-- start of Listing --

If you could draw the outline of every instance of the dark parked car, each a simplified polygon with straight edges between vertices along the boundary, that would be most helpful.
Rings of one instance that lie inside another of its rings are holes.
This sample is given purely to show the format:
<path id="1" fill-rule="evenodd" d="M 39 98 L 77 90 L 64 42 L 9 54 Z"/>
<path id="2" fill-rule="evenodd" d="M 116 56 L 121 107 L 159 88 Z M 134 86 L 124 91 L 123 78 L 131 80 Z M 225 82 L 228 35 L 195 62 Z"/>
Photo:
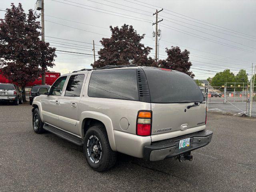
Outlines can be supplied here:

-- end of Listing --

Rewrite the material above, replacing "dark parked car" with "white delivery van" and keeping everything else unchanged. Leave the pictures out.

• Answer in full:
If you could draw the outline of every instance of the white delivery van, each a simplified polygon with straight edges between vertices along the boundary, that would be most helpful.
Rings of one instance that lie inside another of its rings are holes.
This sample is given purely to show the format:
<path id="1" fill-rule="evenodd" d="M 39 98 L 77 90 L 64 42 L 9 54 Z"/>
<path id="2" fill-rule="evenodd" d="M 116 56 L 121 107 L 159 88 Z M 134 86 L 124 91 L 123 78 L 131 80 Z M 225 82 L 228 35 L 195 62 Z"/>
Photo:
Outlines can be supplied here:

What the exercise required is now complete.